# [Do this]
Find every line below that contains the string "green" and copy each of those lines. Case counts.

# [Records shown]
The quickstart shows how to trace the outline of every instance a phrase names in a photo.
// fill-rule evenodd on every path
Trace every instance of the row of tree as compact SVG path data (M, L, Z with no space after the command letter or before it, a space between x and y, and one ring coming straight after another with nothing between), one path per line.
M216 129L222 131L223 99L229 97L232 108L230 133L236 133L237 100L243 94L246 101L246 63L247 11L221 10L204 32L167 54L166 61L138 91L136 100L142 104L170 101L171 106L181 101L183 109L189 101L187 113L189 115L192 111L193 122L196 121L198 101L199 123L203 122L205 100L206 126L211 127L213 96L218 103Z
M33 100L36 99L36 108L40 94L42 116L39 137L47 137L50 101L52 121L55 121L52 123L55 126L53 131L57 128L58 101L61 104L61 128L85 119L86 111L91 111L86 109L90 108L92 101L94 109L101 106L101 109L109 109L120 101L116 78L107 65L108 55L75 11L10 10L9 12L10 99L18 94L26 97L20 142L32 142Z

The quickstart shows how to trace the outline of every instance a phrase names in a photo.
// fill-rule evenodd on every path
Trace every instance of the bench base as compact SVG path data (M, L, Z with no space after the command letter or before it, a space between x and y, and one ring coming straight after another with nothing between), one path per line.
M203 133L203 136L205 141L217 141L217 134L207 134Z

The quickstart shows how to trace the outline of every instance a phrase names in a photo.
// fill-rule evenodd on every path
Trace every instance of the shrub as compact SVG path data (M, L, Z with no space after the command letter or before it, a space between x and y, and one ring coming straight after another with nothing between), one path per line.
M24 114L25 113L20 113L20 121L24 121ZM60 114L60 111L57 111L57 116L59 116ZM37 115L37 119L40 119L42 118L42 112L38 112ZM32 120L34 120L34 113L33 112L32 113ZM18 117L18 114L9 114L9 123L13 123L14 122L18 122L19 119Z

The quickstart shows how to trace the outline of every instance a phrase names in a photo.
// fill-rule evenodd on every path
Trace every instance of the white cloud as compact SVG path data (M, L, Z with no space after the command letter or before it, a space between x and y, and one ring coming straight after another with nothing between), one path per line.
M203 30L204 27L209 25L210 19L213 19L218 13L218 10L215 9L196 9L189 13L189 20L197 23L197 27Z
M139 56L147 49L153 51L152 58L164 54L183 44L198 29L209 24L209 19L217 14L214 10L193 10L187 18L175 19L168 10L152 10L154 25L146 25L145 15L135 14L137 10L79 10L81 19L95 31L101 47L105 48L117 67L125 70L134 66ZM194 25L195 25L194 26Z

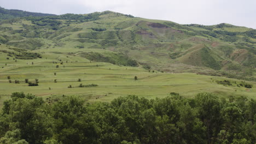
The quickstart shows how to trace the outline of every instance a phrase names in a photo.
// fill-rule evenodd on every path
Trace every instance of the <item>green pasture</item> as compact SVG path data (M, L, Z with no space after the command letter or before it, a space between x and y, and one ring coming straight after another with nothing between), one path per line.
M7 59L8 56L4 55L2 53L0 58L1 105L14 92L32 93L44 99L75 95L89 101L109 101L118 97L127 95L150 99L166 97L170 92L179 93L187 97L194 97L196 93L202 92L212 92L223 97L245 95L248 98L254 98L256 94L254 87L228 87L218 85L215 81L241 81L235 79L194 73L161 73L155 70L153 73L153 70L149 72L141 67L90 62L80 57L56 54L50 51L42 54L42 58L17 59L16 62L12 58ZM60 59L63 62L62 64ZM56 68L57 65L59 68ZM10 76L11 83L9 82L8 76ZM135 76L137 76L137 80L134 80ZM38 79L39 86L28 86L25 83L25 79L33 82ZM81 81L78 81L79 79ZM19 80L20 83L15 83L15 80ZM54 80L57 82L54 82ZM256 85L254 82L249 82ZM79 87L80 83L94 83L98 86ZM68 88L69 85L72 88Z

==

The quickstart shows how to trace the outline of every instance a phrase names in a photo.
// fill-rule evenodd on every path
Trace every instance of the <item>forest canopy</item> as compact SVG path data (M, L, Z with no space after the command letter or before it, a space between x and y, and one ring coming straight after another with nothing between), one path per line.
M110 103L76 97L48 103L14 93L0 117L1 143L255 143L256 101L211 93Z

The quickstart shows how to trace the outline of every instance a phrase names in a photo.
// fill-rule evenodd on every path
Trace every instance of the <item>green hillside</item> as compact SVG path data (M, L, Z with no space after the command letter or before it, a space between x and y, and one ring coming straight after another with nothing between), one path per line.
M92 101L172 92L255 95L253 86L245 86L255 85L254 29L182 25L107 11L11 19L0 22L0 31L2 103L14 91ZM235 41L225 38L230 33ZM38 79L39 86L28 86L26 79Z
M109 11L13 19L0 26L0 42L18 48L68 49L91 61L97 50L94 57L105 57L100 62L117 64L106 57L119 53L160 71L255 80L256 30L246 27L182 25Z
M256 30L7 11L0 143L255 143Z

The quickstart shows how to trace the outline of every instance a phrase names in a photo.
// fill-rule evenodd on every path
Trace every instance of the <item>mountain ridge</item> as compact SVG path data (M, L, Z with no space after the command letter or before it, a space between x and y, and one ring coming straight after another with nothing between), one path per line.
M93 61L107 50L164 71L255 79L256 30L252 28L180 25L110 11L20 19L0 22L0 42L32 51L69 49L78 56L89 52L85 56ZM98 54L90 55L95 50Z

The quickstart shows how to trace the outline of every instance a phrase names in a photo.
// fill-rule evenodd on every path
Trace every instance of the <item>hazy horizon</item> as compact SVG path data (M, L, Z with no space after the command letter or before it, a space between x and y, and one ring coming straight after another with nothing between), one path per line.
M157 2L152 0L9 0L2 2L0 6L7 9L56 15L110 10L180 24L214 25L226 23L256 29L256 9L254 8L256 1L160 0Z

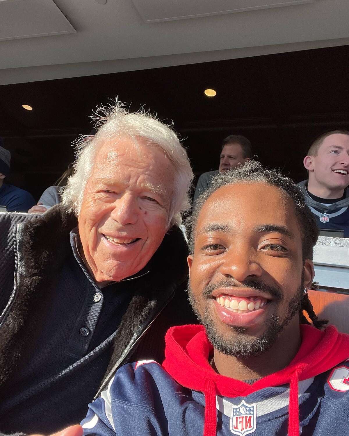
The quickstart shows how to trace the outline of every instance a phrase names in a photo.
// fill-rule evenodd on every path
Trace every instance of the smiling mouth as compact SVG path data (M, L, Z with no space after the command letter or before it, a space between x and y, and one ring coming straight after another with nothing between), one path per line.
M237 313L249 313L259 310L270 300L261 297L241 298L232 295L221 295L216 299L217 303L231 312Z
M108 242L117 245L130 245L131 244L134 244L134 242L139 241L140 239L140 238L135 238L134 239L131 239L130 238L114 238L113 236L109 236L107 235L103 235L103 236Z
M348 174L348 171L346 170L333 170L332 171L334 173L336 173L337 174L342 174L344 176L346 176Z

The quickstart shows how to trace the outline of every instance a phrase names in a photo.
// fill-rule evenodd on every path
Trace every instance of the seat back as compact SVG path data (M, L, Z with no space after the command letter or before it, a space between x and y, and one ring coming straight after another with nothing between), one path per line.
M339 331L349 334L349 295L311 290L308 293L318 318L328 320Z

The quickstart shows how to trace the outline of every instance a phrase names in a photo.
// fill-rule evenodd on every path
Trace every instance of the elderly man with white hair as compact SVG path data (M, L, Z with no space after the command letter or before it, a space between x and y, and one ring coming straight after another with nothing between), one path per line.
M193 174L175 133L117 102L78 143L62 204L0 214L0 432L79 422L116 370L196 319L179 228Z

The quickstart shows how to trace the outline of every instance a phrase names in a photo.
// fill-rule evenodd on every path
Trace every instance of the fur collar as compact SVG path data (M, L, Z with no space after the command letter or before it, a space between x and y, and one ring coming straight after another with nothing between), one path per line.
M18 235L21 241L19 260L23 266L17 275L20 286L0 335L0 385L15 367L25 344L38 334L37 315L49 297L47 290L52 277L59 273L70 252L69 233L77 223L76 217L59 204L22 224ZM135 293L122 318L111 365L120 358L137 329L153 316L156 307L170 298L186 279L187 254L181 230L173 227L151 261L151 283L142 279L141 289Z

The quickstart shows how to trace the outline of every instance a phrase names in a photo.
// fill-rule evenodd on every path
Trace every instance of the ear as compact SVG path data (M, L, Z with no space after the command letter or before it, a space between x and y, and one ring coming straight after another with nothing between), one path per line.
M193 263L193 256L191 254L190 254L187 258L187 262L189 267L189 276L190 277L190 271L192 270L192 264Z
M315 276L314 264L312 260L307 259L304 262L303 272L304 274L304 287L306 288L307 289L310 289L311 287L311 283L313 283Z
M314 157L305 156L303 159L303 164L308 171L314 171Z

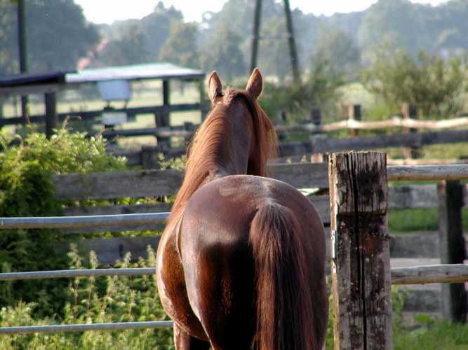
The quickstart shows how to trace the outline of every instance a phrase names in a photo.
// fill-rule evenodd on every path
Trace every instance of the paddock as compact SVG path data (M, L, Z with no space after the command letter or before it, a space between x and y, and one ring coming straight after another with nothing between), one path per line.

...

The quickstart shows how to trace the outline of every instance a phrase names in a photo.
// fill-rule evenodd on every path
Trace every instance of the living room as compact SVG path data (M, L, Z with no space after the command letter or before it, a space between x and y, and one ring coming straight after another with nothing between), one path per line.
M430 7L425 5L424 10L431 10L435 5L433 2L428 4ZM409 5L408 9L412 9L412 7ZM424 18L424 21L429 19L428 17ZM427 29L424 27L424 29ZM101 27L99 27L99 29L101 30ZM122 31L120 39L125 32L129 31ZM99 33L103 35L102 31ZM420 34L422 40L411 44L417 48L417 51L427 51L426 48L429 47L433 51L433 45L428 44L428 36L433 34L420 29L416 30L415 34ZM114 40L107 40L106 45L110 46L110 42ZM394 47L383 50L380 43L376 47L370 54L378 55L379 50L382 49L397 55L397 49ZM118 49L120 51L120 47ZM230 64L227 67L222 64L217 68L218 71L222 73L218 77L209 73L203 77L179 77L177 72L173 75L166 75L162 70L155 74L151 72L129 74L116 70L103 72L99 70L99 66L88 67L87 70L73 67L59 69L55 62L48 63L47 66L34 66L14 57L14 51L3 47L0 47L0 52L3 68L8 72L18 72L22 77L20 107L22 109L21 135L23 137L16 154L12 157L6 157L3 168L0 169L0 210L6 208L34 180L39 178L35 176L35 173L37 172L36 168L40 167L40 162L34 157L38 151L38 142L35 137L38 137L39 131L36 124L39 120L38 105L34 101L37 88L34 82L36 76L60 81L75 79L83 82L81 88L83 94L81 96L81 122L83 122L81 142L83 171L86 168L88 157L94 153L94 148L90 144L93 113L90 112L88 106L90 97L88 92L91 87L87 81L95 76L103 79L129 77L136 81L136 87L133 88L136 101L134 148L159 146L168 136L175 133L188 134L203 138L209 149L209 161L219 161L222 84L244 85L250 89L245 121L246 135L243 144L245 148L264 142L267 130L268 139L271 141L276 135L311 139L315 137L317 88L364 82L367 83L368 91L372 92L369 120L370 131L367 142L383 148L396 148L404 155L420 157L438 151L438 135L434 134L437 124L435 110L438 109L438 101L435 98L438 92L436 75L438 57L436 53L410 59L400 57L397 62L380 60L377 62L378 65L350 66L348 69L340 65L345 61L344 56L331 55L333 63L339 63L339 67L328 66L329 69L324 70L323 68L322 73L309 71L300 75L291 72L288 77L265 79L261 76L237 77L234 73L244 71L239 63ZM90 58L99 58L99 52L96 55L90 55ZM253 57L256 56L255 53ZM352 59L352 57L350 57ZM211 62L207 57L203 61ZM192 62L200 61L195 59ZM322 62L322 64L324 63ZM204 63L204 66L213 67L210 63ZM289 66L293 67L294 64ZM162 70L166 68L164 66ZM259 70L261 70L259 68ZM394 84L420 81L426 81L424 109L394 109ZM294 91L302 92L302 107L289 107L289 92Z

# [The solution]
Trace every instance of the <item>green pasture</item> as compact SVG path data (M, L, Z with no space after the command letter or before it, a space between x and y, and one ring coming straight after another with nothing between), one path per line.
Trace every instance of the <item>green hillside</item> as compact SVG path data (M, L, Z with no space after the command letter or before it, a space between x and y, and one ring coming straight after another with nothing between), one path per line.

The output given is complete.